▶ **COMPITO ASSEGNATO A**
Rispondi alle seguenti domande sulla scheda del film.
(i) Chi ha firmato la regia?
(ii) Quale attrice interpreta Eva?
(iii) Quale distributore e quale anno sono riportati?

▶ **TESTO DEL DOCUMENTO**
/---

In una assolata mattina Anna, suo marito Georges ed i loro figli Eva e Ben, arrivano nella loro casa di campagna convinti di poter, finalmente, trascorre un po' di tempo in relax. Ma di lì a poco, dopo un evento imprevisto, si renderanno conto che non è così. Senza acqua, luce, cibo e la possibilità di comunicare e di spostarsi, la loro vacanza comincia a trasformarsi in una piccola Odissea.
SCHEDA FILM
Regia: Michael Haneke
Attori: Isabelle Huppert - Anne, Patrice Chéreau - Thomas Brandt, Lucas Biscombe - Ben, Béatrice Dalle - Lise Brandt, Anaïs Demoustier - Eva, Daniel Duval - Georges, Marilyne Even - Signora Azoulay, Olivier Gourmet - Kowsloski, Florence Loiret - Nathalie Azoulay, Brigitte Roüan - Bea, Hakim Taleb, Philippe Nahon, Serge Riaboukine, Maurice Bénichou, Rona Hartner
Soggetto: Michael Haneke
Sceneggiatura: Michael Haneke
Fotografia: Jürgen Jürges
Montaggio: Nadine Muse, Monika Willi
Scenografia: Christoph Kanter
Costumi: Lisy Christl
Altri titoli:
THE TIME OF THE WOLF
Durata: 110
Colore: C
Genere: DRAMMATICO
Specifiche tecniche: 35 MM
Produzione: VEIT HEIDUSCHKA E MARGARET MENEGOZ PER BAVARIA FILM, LES FILMS DU LOSANGE, WEGA-FILM PRODUKTION
Distribuzione: BIM (2004)

\---

▶ **COMPITO ASSEGNATO B**
Estrai dalle voci ogni riga in cui compare la parola "flame".

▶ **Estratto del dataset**
/---

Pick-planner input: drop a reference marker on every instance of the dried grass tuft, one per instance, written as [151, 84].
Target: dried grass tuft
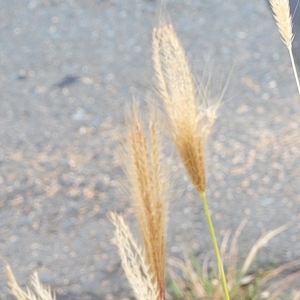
[282, 15]
[193, 282]
[189, 125]
[148, 185]
[134, 262]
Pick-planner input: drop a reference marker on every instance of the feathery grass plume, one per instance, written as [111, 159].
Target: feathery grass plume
[190, 126]
[282, 15]
[283, 18]
[35, 291]
[148, 188]
[134, 262]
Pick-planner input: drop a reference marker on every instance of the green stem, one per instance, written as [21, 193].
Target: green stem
[215, 243]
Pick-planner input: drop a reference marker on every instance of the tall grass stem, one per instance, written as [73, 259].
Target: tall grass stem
[215, 244]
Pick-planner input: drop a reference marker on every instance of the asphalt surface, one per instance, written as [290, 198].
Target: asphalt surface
[68, 69]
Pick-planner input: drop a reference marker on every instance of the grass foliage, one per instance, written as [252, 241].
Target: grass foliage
[189, 119]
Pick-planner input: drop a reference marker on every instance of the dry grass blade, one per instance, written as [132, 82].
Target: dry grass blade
[272, 273]
[280, 285]
[189, 126]
[133, 260]
[232, 272]
[148, 188]
[282, 15]
[191, 276]
[259, 244]
[36, 291]
[14, 287]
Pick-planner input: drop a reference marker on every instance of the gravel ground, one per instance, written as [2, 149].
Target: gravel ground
[68, 68]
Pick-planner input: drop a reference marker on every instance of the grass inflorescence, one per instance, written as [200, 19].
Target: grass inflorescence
[189, 117]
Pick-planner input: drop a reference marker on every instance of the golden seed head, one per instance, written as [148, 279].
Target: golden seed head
[189, 124]
[148, 188]
[282, 15]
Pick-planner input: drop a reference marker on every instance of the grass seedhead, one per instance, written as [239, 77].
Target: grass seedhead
[189, 126]
[282, 15]
[137, 270]
[147, 182]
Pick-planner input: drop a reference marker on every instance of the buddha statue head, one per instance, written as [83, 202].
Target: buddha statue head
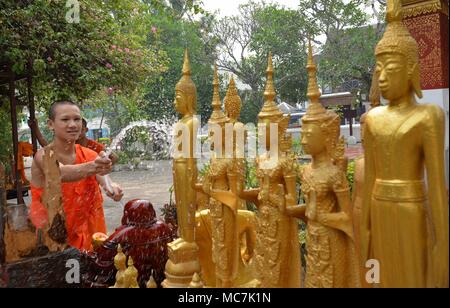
[218, 118]
[232, 102]
[270, 113]
[397, 58]
[320, 127]
[185, 91]
[138, 213]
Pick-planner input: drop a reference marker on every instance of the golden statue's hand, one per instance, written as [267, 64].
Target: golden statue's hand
[311, 210]
[365, 246]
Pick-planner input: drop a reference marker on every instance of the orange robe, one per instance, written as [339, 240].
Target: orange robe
[83, 206]
[24, 150]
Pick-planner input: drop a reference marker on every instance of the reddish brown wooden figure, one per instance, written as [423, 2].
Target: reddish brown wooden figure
[142, 237]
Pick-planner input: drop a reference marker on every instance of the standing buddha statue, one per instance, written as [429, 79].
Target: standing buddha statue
[222, 213]
[183, 252]
[277, 246]
[331, 260]
[404, 219]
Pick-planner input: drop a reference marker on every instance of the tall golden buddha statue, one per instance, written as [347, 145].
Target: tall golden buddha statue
[219, 183]
[277, 245]
[405, 219]
[183, 253]
[331, 261]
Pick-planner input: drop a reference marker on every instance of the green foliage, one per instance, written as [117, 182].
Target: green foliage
[174, 35]
[5, 137]
[258, 29]
[74, 60]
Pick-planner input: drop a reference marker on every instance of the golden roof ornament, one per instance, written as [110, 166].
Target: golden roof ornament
[186, 85]
[270, 109]
[217, 116]
[397, 39]
[232, 101]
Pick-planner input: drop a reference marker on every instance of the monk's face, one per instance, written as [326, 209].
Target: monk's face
[394, 79]
[67, 123]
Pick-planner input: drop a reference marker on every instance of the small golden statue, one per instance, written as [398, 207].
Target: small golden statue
[183, 252]
[404, 220]
[196, 282]
[277, 248]
[131, 275]
[151, 283]
[120, 262]
[331, 261]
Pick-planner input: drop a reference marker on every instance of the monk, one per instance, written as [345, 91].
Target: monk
[82, 171]
[83, 140]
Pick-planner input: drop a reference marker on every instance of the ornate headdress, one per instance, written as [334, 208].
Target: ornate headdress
[217, 116]
[186, 85]
[316, 113]
[397, 39]
[270, 110]
[232, 101]
[271, 113]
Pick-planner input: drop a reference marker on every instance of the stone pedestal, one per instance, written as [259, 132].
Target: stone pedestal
[182, 265]
[428, 23]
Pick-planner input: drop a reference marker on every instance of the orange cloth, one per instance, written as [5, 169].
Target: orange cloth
[83, 206]
[24, 150]
[95, 146]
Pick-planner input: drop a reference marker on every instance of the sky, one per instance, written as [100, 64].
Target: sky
[230, 7]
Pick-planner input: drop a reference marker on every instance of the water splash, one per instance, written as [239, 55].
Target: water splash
[161, 133]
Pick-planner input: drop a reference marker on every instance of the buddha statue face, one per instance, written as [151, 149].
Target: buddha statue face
[181, 102]
[394, 76]
[313, 139]
[120, 262]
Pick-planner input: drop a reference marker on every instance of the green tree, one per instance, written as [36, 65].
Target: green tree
[174, 35]
[352, 32]
[244, 43]
[74, 60]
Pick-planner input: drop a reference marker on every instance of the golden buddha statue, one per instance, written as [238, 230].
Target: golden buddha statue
[277, 248]
[120, 262]
[151, 283]
[131, 275]
[220, 184]
[331, 261]
[183, 253]
[404, 219]
[358, 184]
[196, 282]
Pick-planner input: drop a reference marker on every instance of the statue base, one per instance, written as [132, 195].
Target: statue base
[183, 263]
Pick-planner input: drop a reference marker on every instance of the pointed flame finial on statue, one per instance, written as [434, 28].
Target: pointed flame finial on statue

\---

▶ **RISULTATO DEL COMPITO A**
(i) Michael Haneke.
(ii) Anaïs Demoustier.
(iii) BIM, 2004.

▶ **RISULTATO DEL COMPITO B**
Pick-planner input: drop a reference marker on every instance of the pointed flame finial on statue, one per instance, written as [434, 28].
Target: pointed flame finial on statue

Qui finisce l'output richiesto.